**Text extract**
--- Start ---
Streaming framebuffer readback

My program streams vertices into the GPU and streams the rendered (and antialiased) framebuffer back.

For vertex streaming I use the technique reccomended by Rob: http://www.opengl.org/wiki/Buffer_Object_Streaming

Now I want to maximise the performance of the framebuffer readback.

This is what I currently do:
Init:
create first renderbuffer with multisampling
create a framebuffer and attach AA renderbuffer to it
create second renderbuffer without multisampling
create another frame buffer and attach non-AA renderbuffer to it

Frame start:
Bind AA framebuffer to GL_FRAMEBUFFER
Clear to white

~Draw stuff~

Frame end:
Bind non AA framebuffer to GL_DRAW_FRAMEBUFFER
Bind AA framebuffer to GL_READ_FRAMEBUFFER
Resolve AA framebuffer to non-AA using glBlitFrameBuffer
Bind non AA framebuffer to GL_FRAMEBUFFER
Bind output pixel buffer to GL_PIXEL_PACK_BUFFER
Copy non AA framebuffer to PBO using glReadPixels
Map output PBO
memcpy output image from PBO to heap alloced buffer
Unmap output PBO

~Do something with output~

Repeat

Currently my ‘do something with output’ is just saving the result to a PNG file, but later will change to storage (as a PNG) in a memory or file cache.
--- End ---
Dataset excerpt
--- Start ---
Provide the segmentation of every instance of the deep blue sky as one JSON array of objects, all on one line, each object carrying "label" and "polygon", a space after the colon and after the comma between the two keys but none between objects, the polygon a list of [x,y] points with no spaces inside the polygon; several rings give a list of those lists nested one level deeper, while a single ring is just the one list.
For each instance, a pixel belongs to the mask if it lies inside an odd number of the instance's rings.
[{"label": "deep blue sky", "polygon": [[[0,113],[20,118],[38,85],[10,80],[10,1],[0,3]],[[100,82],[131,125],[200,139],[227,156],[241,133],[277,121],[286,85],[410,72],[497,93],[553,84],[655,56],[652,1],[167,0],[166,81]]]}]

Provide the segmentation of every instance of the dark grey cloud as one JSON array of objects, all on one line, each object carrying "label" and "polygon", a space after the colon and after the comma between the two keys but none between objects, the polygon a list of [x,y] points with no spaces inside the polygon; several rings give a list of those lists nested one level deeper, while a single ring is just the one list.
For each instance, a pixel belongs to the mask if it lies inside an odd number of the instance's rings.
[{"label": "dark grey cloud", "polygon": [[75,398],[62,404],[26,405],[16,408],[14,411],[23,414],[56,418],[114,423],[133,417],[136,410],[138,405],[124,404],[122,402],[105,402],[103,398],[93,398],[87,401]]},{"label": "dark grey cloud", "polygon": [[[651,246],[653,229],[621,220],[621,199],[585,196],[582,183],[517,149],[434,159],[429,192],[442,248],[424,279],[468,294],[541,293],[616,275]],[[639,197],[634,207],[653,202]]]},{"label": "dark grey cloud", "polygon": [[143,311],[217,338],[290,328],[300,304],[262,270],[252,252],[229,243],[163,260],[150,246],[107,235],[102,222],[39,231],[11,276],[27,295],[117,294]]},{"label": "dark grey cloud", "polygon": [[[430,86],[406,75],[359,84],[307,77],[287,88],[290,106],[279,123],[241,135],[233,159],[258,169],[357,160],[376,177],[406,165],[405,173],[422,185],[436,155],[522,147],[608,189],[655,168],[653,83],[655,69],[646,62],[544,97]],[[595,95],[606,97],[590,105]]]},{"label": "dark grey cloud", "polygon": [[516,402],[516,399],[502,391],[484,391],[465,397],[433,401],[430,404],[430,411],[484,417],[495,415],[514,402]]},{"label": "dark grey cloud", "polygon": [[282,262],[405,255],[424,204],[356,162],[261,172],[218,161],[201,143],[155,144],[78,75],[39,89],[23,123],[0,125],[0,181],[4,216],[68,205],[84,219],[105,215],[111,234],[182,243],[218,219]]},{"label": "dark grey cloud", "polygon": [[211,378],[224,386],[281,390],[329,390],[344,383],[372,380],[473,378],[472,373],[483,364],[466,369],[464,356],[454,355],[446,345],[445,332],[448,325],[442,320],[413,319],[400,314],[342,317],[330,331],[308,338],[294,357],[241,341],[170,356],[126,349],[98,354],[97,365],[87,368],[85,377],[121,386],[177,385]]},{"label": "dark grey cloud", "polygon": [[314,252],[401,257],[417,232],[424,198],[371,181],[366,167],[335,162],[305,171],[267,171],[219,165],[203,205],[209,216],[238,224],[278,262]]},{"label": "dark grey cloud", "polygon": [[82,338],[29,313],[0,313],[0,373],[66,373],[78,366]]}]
--- End ---
**Problems to work on**
1. In the framebuffer readback post, explain how the author handles vertex streaming and what they now want to improve, in one to three sentences.
2. Resume the post about streaming framebuffer readback from its last sentence, keeping the author's voice.
The records have no role in these tasks.

**Answers**
1. The author streams vertices into the GPU using the buffer object streaming technique recommended by Rob on the OpenGL wiki. The goal now is to maximize the performance of reading the rendered, antialiased framebuffer back.

2.
So what algorithms, techniques, tricks are out there for speeding this up?

Only one I have found is to have two PBO’s and ping-pong them. Does using more than 2 provide more boost, or does the driver internally keep several of them when you ‘orphan’ the PBO?

What about multiple sets of framebuffer/renderbuffers?

The fastest I managed to get so far was by using several PBOs (I think it was 5).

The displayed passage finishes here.